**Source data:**
■ ■ ■ ■ ■

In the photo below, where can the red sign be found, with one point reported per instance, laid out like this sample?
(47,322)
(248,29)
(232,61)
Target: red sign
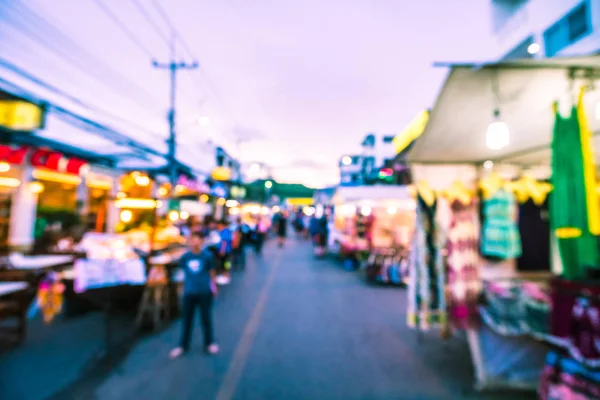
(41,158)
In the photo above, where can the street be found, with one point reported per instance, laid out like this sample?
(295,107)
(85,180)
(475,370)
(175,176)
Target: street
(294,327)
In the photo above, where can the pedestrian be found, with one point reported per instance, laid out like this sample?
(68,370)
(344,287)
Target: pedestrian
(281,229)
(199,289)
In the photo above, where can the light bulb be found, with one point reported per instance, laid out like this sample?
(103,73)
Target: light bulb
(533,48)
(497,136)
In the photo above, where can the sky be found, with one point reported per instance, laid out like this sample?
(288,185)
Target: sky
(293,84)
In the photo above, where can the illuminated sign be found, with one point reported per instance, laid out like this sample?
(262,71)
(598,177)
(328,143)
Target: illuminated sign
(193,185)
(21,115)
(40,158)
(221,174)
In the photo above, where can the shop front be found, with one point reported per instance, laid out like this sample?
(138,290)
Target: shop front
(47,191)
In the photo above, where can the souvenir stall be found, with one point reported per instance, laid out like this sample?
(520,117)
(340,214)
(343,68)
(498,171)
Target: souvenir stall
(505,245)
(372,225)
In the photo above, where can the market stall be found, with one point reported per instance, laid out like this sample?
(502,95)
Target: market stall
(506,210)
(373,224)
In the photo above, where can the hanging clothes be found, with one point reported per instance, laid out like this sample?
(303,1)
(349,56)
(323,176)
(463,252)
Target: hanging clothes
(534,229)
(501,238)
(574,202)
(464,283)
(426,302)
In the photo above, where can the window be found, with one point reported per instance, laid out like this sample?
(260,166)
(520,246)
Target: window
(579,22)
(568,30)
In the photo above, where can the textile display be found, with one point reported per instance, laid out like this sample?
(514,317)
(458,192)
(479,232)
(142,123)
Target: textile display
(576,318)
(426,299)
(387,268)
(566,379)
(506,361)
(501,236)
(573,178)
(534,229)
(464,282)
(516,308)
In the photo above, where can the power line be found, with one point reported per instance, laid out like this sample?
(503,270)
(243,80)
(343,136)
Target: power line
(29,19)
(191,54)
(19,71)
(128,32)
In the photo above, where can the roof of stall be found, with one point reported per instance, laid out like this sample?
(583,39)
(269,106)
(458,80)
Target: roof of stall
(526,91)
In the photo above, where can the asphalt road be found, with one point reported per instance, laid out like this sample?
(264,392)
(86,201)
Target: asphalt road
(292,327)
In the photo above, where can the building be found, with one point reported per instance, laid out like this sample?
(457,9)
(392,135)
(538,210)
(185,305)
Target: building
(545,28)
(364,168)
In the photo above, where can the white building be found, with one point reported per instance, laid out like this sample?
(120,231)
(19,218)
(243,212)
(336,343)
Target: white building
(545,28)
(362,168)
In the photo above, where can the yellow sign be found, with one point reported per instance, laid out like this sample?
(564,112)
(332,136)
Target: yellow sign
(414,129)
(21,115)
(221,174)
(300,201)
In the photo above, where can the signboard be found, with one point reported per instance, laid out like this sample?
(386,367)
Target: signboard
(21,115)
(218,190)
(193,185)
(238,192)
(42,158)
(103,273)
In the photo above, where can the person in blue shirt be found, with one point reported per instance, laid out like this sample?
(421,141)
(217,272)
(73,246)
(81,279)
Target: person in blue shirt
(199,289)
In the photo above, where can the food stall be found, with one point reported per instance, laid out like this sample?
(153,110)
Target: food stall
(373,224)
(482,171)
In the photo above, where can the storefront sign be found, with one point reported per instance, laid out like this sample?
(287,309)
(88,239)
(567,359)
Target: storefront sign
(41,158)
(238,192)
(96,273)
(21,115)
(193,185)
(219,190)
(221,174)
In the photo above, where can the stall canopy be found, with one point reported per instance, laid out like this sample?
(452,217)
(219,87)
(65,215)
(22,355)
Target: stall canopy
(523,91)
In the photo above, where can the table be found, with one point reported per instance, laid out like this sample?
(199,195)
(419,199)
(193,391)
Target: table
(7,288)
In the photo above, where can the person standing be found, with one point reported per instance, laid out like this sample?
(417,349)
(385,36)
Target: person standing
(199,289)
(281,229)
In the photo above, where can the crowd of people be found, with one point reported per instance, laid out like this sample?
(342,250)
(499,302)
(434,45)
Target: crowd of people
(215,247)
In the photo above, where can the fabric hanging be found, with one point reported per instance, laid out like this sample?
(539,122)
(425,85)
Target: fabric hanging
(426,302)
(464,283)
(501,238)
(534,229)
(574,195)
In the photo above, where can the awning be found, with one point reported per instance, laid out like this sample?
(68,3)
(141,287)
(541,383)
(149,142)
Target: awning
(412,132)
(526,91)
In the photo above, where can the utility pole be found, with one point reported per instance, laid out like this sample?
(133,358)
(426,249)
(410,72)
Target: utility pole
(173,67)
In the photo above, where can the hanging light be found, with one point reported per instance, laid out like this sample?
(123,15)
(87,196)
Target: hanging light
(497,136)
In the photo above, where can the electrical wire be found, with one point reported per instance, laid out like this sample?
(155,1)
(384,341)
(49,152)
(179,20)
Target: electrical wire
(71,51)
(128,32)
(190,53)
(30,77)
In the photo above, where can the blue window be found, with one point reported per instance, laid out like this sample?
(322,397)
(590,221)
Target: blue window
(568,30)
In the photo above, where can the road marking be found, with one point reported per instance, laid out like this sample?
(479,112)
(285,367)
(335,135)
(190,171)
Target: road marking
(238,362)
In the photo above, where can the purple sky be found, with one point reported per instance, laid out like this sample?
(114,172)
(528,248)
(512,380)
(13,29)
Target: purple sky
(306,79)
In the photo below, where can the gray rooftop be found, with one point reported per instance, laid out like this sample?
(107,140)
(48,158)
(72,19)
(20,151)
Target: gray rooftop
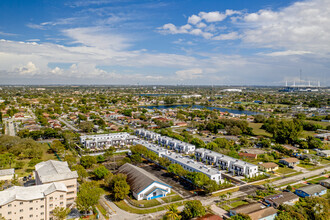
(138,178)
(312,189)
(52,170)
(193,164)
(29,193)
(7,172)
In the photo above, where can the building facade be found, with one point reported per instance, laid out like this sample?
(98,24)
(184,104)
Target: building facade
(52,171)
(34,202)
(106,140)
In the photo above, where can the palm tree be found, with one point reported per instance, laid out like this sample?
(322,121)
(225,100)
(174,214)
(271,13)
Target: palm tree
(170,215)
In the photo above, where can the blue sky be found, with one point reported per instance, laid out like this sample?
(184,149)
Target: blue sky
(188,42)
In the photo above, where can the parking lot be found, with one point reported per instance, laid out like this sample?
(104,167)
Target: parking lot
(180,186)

■ ■ ■ ■ ■

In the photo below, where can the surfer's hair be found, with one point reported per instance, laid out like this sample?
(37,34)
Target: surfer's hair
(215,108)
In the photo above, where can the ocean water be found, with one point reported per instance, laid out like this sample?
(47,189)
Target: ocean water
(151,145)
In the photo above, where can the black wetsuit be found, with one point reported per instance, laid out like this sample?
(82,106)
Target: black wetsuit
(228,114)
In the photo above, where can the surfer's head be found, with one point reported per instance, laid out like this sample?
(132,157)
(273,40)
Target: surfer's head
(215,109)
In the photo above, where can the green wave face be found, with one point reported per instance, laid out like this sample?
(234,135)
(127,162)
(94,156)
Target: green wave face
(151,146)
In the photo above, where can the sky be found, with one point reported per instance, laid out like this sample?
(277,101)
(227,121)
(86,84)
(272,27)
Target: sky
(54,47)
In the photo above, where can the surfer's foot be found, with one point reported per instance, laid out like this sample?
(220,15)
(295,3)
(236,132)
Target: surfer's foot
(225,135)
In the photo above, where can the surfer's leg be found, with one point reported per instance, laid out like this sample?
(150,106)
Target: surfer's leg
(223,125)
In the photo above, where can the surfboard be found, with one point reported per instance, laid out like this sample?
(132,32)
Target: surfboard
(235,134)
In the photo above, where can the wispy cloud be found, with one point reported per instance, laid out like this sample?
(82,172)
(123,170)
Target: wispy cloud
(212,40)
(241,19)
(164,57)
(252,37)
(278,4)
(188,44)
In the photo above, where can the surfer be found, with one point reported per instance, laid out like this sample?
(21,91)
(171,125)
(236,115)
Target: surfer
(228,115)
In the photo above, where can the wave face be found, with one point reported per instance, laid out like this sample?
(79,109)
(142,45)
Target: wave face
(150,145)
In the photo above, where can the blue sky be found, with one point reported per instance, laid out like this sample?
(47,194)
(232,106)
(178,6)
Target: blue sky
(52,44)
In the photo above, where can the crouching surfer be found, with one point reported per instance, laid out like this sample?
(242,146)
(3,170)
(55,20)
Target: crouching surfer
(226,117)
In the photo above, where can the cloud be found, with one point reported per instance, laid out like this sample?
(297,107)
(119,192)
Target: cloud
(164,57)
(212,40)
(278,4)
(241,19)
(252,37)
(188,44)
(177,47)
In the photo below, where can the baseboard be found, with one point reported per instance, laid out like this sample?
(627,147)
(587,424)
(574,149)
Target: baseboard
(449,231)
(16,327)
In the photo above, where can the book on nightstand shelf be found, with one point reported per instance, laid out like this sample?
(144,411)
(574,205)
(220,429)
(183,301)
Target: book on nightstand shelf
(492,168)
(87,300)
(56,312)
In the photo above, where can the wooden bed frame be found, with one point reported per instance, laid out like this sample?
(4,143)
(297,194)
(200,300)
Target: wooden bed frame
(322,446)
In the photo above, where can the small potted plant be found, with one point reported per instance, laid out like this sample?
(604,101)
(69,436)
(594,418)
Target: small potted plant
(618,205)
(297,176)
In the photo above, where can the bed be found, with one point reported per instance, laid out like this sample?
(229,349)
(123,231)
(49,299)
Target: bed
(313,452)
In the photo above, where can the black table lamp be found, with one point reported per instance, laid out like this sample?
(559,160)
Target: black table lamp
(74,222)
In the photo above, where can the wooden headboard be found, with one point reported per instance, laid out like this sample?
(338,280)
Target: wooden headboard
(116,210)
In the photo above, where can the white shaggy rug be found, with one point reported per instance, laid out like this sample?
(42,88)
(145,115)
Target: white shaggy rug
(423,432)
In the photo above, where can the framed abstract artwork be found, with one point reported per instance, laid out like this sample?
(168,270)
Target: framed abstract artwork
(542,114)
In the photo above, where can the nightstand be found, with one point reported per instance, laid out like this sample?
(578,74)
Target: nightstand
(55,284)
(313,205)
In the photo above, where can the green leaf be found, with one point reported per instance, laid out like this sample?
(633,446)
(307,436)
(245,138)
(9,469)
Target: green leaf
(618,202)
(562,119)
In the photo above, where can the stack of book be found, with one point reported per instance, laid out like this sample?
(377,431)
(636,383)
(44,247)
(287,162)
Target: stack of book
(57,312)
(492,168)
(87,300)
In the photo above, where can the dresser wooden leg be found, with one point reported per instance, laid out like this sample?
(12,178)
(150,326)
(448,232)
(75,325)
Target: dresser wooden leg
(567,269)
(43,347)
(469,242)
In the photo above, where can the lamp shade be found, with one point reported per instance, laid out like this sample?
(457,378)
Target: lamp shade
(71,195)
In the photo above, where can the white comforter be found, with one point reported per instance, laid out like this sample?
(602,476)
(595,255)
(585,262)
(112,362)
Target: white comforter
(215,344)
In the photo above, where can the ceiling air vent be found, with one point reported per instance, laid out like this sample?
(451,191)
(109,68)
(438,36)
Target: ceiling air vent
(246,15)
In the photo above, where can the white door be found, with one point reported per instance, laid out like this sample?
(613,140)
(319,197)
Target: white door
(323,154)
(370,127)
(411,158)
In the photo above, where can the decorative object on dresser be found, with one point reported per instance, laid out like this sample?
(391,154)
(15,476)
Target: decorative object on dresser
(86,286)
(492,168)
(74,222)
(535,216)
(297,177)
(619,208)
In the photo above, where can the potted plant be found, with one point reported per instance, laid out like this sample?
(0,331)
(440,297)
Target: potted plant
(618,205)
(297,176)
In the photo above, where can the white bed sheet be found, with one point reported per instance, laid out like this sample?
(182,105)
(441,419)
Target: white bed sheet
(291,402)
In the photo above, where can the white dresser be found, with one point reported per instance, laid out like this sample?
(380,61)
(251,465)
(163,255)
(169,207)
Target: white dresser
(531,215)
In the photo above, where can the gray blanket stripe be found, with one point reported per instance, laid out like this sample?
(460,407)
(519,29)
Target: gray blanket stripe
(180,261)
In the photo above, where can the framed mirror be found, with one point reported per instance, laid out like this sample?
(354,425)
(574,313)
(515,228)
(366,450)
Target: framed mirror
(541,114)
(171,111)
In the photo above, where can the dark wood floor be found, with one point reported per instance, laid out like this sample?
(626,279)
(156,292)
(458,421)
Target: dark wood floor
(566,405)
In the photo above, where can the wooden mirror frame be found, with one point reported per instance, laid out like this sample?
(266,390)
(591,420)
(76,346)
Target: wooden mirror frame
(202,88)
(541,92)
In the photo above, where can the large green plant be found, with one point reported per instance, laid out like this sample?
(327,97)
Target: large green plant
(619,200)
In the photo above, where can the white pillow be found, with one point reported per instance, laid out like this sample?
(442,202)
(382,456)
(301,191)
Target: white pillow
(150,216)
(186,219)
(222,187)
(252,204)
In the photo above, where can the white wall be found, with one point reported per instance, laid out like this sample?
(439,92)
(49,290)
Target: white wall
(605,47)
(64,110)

■ ■ ■ ■ ■

**WHAT YOU NEED TO DO:** From the data above, copy every line where "below" appears.

**REPLY:**
In the photo below, where can the red sign be found, with one point reported per instance, laid out like this sample?
In the photo below, where can the gray rooftop be found, with one point reported per instance, laid out like this sample?
In the photo below, where can the surfer's hair be found, with one point reported per instance, laid out like this sample?
In the photo below, where can the baseboard be found, with one point reported per instance, laid out like this sample?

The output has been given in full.